TASK REQUIREMENTS
Copy the passage below on journalism ethics word for word, from "Because of the" to "then the editor.", inclusive.

READING PASSAGE

##############################

Third, and most important of all, is the access press. This journalist moving with the Mighty, begins to believe he is Mighty. The Mighty he moves with dislike but humour him for their own safety. He is not above boasting that he can install and topple governments, participate in corporate wars and generally tinker with anyone he chooses to. His Mightiness begins to believe that he is a real friend of the Mighty. The truth is that the Mighty wouldn’t know him from Bhola Nath if he didn’t have the power of the organization that employs him. Access journalism cannot be value free. Can a journalist who gets an exclusive interview as a reward be totally unbiased in his questioning? How many interviews have we seen that are obsequious and never ask the question?

 

Because of the Big Bang, there are armies of journalists who show utter ignorance of the ethics of the profession. Newspapers and magazines may have orientation programmes where the ethics of the company are spelled out. But, more often, the code of ethics practiced by most news organizations is established by the conduct, decisions and demands of the owner and publisher first, and then the editor.

##############################

EXTRACTED DATA
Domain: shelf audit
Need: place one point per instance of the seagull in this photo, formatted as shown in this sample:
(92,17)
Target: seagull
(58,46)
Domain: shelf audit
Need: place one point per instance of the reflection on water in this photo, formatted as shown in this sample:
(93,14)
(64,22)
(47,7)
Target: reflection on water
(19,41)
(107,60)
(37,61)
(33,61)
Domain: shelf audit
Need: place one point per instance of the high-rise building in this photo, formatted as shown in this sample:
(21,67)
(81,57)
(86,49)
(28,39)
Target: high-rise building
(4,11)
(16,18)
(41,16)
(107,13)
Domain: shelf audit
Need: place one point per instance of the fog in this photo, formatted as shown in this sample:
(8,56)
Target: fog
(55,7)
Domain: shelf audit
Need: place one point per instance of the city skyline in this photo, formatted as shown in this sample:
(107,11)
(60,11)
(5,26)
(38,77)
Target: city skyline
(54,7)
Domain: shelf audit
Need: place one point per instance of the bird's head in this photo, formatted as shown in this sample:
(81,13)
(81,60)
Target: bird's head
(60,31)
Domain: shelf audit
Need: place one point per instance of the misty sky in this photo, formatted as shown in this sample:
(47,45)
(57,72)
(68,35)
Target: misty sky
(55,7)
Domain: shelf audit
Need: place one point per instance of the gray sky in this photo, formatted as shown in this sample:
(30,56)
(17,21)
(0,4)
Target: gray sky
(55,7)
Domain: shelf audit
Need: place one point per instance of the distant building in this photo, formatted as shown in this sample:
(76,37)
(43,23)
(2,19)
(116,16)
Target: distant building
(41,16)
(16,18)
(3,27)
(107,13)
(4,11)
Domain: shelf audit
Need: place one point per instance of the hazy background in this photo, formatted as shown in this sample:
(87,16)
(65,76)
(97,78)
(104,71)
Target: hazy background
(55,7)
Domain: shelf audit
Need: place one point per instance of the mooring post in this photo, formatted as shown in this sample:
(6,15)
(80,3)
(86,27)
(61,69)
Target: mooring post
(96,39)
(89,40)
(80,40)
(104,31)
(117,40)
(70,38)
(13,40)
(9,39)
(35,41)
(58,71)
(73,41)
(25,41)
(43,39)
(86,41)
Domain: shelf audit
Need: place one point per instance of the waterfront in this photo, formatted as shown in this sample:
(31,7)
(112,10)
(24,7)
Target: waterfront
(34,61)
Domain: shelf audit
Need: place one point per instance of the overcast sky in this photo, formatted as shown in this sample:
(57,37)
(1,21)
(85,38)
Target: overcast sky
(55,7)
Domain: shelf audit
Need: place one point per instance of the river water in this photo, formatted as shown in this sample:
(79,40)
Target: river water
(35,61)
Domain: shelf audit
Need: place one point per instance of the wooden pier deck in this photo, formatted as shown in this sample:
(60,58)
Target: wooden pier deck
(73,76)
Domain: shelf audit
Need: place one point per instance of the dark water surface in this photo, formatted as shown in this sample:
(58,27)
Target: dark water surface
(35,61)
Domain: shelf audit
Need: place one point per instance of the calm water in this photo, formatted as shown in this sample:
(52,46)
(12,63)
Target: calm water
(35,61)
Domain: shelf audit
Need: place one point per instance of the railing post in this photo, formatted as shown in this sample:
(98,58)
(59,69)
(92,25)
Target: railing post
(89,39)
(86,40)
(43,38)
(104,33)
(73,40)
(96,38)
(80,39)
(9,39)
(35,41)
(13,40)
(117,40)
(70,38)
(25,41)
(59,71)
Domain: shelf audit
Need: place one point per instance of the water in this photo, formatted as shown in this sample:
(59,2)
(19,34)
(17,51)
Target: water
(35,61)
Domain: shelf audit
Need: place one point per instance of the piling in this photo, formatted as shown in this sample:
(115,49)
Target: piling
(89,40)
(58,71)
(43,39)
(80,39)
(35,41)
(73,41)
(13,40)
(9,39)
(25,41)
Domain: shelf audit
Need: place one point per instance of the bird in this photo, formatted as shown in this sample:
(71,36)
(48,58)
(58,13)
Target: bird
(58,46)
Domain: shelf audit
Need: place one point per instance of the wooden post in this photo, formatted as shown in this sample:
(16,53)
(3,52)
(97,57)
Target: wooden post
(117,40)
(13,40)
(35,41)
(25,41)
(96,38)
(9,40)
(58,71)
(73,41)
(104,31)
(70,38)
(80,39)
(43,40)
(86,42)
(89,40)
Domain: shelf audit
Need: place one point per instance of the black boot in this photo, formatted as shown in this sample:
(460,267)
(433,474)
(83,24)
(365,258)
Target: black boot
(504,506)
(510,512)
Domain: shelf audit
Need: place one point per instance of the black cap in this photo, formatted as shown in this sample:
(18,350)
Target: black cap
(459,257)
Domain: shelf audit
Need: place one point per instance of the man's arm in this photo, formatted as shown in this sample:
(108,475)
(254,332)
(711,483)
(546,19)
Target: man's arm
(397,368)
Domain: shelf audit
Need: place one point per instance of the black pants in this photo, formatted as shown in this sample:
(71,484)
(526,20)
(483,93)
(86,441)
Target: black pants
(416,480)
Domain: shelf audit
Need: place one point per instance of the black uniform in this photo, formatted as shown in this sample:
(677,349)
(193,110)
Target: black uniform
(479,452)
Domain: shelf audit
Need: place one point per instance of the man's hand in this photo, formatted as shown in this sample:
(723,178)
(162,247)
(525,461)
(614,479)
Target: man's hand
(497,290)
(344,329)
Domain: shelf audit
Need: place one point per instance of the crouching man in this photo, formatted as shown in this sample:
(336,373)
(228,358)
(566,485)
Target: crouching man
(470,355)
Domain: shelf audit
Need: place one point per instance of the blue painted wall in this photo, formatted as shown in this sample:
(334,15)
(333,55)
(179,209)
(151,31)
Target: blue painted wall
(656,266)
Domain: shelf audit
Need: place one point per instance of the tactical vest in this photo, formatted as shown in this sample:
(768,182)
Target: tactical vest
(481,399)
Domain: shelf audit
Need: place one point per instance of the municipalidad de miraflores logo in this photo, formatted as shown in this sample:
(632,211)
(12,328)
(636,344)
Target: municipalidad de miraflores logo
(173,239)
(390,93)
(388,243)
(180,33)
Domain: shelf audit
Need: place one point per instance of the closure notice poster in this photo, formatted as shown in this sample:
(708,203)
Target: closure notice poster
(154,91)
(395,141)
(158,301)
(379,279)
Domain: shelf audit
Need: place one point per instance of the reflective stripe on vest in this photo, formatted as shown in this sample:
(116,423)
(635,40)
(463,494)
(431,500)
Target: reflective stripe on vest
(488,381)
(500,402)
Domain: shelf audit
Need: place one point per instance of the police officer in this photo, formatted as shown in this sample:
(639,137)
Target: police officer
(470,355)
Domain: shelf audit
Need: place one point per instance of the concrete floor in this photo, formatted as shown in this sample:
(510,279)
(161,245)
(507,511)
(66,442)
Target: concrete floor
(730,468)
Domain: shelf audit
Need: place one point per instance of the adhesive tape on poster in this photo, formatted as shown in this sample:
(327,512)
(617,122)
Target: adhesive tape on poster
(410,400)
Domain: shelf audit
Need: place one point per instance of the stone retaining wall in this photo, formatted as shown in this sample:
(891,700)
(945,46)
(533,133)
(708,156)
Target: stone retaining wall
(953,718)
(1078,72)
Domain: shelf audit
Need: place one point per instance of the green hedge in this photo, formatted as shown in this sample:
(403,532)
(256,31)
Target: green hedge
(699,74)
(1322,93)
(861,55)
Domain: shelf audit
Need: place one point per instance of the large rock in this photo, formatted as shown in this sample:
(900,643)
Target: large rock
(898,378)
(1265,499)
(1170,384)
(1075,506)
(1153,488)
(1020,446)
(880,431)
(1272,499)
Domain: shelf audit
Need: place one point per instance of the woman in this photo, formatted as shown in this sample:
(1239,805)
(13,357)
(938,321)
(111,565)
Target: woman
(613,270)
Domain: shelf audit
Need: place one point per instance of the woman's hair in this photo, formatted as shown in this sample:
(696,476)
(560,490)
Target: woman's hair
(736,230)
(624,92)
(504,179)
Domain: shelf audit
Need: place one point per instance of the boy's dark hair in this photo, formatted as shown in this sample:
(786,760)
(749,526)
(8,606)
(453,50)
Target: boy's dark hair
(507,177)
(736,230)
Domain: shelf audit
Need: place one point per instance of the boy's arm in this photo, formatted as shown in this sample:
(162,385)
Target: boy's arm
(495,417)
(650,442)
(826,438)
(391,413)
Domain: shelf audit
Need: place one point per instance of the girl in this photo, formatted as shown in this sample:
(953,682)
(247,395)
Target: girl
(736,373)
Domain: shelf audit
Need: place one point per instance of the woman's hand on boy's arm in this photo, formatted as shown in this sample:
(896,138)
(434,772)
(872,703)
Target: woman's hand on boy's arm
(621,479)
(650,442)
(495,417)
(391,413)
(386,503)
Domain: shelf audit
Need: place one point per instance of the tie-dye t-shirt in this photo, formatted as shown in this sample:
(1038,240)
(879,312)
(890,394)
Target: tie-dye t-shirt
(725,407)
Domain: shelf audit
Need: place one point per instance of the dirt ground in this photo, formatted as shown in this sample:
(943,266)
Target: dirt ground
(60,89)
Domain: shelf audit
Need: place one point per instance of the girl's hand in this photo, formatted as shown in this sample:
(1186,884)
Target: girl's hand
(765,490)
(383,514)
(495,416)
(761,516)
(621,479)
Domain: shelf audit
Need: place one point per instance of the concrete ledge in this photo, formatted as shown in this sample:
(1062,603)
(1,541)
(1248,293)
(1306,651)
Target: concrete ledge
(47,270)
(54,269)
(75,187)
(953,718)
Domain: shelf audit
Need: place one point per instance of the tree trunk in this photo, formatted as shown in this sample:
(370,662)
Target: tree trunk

##############################

FULL OUTPUT
Because of the Big Bang, there are armies of journalists who show utter ignorance of the ethics of the profession. Newspapers and magazines may have orientation programmes where the ethics of the company are spelled out. But, more often, the code of ethics practiced by most news organizations is established by the conduct, decisions and demands of the owner and publisher first, and then the editor.